### [WHAT TO DO]
Answer these questions from the chemical pump text below:
1. Which two types of pump can a chemical pump be?
2. What can be used to power a chemical pump?
3. Whose specifications are manufacturers often required by law to follow?

Chemical Pump

What is a chemical pump?

Chemical pump refers to a broad category of pumps that are used to transfer, mix, or dispense chemicals in a system. A chemical pump can either be a centrifugal or positive displacement type of pump. The pump is often used when the chemical to be transferred is either corrosive or abrasive, hence cannot be used with conventional pumps. A chemical pump applies to a variety of industrial liquids including sulphuric liquid, acetic acid, sulphuric acid, methane, sodium hypochlorite, sodium sulfate. Chemical pumps find applications in various industries such as chemical, petrochemical, and food processing industries. They are also used in high-temperature heating systems and off-site applications of refineries.

To withstand the toxic, corrosive, and hazardous nature of the Chemicals, chemical pumps manufacturers use highly resilient materials in the design of various pump components such as casing and the impeller. A chemical pump can be powered using AC or DC motors, diesel or gasoline engines, and steam or water turbines. In most cases, a centrifugal chemical pump features a single-stage design without self-priming capabilities. The design of chemical pumps for special applications such as extremely hot or cold chemicals involves the use of heatable casing or cool-able casing covers. Generally, chemical pump manufacturers utilize non-corrosive metals or no-metallic materials to build the wetted parts of the pump. Alternatively, the wetted parts can be coated with enamel coating, resistant rubber, or plastic. Chemical pumps manufacturers are often required by law to adhere to the American National Standards Institute (ANSI) specifications.

### [PROVIDED MATERIAL]
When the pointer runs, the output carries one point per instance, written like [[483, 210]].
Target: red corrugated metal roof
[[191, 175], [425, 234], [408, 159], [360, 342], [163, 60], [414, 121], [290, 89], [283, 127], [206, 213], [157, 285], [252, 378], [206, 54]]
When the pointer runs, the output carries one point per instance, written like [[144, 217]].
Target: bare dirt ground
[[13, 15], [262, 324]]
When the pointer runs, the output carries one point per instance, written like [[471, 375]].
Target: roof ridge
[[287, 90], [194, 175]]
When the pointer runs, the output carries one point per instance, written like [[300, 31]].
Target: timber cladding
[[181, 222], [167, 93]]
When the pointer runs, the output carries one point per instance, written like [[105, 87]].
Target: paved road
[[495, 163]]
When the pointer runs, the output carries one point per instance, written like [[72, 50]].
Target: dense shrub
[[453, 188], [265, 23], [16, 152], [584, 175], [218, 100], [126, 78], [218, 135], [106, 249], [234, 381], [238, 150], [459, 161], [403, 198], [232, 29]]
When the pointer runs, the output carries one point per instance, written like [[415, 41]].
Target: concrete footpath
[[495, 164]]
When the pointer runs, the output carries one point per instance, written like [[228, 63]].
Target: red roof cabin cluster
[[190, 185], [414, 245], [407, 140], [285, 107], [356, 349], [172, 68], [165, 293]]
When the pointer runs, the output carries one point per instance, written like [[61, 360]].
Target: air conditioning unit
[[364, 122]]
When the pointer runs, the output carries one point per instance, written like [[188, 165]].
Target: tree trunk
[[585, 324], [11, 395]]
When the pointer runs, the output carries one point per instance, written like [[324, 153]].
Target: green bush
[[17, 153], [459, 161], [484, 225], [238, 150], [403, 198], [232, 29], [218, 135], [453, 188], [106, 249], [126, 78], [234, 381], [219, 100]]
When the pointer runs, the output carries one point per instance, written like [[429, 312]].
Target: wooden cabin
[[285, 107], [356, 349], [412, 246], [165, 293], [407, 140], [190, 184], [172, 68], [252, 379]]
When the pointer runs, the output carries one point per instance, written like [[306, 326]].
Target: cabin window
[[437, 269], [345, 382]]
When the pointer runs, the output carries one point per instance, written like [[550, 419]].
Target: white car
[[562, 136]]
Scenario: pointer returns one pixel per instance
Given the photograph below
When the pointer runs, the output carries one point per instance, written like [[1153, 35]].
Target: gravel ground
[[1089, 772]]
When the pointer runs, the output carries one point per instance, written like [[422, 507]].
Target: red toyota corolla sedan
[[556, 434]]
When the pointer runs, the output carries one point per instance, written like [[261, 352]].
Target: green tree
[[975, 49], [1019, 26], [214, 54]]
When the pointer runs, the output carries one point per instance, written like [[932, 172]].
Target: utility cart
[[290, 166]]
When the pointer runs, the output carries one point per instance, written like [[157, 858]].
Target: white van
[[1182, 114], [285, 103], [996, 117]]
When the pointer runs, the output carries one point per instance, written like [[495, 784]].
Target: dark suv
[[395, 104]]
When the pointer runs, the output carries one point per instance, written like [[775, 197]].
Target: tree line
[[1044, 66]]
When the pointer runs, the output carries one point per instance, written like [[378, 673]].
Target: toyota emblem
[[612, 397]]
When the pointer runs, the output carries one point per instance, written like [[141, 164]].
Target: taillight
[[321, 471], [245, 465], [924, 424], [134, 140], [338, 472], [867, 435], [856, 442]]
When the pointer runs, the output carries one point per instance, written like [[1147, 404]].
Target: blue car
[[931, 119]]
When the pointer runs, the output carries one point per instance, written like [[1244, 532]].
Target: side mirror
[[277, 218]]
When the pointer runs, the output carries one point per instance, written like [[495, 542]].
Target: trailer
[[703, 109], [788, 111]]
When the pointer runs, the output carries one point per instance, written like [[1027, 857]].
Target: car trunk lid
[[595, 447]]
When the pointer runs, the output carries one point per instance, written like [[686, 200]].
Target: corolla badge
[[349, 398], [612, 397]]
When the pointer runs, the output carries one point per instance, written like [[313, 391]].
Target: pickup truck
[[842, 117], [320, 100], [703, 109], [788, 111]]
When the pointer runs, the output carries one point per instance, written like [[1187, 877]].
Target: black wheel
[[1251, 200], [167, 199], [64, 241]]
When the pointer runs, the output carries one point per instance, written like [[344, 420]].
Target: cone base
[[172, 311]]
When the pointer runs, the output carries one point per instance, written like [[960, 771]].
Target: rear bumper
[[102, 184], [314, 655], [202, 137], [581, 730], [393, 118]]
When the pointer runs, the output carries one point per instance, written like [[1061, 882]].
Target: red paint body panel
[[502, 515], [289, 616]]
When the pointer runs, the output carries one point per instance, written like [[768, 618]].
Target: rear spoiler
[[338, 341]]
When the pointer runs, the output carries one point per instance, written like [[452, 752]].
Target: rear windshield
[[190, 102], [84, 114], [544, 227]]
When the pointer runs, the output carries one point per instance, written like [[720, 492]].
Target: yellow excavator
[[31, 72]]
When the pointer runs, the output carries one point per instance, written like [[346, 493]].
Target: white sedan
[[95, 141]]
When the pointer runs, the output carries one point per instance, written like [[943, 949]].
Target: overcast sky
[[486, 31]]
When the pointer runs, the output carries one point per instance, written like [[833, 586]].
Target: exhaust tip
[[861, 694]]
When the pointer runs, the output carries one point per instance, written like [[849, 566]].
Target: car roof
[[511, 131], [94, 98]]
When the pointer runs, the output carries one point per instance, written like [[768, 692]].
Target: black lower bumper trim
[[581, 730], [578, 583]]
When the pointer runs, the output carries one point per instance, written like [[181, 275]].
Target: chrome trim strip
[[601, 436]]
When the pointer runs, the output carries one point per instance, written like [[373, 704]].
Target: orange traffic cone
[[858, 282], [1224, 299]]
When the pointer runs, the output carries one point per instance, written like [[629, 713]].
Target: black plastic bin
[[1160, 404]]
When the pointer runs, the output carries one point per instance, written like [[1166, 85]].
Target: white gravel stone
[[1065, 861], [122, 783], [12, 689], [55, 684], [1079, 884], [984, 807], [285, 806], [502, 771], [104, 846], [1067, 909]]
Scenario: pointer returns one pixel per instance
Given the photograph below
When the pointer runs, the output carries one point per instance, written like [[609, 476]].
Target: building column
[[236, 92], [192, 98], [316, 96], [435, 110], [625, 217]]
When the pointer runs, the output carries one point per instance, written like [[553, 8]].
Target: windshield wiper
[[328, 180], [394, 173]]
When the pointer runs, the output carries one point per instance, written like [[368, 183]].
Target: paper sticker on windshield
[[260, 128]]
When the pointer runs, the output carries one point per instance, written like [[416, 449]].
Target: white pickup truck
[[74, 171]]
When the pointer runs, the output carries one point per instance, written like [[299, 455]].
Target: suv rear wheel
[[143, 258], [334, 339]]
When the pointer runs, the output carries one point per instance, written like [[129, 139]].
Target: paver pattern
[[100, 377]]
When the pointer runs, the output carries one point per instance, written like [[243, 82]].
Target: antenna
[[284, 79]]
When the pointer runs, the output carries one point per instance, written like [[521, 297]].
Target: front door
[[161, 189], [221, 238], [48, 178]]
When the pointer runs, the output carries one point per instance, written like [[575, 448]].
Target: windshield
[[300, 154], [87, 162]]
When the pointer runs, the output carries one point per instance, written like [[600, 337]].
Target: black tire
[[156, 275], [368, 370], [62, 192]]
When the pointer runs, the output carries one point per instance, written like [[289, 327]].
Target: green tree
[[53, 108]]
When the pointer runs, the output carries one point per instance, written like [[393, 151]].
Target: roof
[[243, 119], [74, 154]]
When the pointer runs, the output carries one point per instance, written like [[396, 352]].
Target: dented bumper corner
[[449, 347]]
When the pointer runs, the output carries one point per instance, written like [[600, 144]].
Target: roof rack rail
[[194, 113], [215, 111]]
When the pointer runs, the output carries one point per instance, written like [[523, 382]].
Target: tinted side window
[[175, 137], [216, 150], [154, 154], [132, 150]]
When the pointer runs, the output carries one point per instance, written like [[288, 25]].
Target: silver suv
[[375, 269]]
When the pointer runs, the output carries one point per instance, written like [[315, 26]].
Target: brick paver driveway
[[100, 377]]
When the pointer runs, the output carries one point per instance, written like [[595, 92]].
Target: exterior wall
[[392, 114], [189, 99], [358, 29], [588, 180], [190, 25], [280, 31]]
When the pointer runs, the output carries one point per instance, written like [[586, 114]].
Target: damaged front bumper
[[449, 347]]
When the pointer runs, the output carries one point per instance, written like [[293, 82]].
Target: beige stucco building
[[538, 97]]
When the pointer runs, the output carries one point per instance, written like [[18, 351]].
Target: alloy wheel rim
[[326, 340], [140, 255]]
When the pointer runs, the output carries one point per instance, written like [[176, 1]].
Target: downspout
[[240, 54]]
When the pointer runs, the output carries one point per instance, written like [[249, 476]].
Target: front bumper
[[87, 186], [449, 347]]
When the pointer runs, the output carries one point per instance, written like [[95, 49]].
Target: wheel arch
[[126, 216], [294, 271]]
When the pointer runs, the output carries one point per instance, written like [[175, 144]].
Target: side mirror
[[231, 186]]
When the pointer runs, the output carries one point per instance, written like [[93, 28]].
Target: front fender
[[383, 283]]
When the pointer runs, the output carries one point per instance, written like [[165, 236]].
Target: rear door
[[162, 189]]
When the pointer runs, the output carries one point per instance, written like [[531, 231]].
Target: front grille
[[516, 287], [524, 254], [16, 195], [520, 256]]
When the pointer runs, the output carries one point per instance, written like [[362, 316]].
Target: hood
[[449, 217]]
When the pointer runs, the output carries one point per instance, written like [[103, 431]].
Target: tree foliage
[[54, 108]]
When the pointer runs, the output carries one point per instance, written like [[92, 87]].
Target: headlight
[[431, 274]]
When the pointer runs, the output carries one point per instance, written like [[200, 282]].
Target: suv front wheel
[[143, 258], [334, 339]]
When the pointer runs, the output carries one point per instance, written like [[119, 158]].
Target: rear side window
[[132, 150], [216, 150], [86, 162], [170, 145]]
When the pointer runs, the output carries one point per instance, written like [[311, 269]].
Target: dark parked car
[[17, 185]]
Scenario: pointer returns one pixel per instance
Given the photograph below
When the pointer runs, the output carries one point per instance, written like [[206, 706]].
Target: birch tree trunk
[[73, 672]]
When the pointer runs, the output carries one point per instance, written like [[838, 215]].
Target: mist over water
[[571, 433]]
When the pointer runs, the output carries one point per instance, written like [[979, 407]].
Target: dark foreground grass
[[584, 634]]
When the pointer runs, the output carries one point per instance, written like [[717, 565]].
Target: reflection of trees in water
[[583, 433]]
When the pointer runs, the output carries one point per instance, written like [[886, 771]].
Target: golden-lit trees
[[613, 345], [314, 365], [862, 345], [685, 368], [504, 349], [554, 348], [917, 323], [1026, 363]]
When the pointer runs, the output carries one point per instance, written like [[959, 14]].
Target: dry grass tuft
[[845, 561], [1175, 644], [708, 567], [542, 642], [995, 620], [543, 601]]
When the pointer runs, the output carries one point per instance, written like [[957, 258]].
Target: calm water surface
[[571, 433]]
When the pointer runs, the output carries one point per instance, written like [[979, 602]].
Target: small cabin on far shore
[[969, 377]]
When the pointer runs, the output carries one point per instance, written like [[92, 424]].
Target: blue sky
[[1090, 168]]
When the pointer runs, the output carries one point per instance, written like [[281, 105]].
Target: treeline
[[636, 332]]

### [RESPONSE TO THIS EXERCISE]
1. A centrifugal or a positive displacement pump.
2. AC or DC motors, diesel or gasoline engines, and steam or water turbines.
3. The American National Standards Institute (ANSI).